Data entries

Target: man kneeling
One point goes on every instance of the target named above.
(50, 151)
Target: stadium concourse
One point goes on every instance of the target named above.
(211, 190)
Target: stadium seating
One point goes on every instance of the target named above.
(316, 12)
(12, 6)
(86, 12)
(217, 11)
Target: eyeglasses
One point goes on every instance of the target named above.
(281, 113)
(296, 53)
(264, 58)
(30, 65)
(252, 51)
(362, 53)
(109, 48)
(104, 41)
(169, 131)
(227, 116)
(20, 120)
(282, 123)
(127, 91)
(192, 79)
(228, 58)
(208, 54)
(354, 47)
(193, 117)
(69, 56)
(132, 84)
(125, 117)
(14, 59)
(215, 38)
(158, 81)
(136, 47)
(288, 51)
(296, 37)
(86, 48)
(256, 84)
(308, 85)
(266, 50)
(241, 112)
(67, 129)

▸ Aim
Copy the whole listing above line for line, changing nothing.

▸ Completed exercise
Target: man kneeling
One point goes on every instance of the target named above.
(50, 151)
Target: stadium concourse
One point goes on every instance of the target named above.
(211, 190)
Target: stadium seating
One point goes on every instance of the target named above.
(316, 12)
(12, 6)
(86, 12)
(217, 11)
Target: eyeglasses
One point goes on every instance of the target named above.
(281, 113)
(296, 53)
(264, 58)
(30, 65)
(252, 51)
(362, 53)
(109, 48)
(104, 41)
(169, 131)
(227, 116)
(20, 120)
(282, 123)
(127, 91)
(192, 79)
(228, 58)
(208, 54)
(354, 47)
(193, 117)
(69, 56)
(132, 84)
(125, 117)
(14, 59)
(215, 38)
(158, 81)
(136, 47)
(288, 51)
(296, 37)
(86, 48)
(256, 84)
(308, 85)
(266, 50)
(241, 112)
(67, 129)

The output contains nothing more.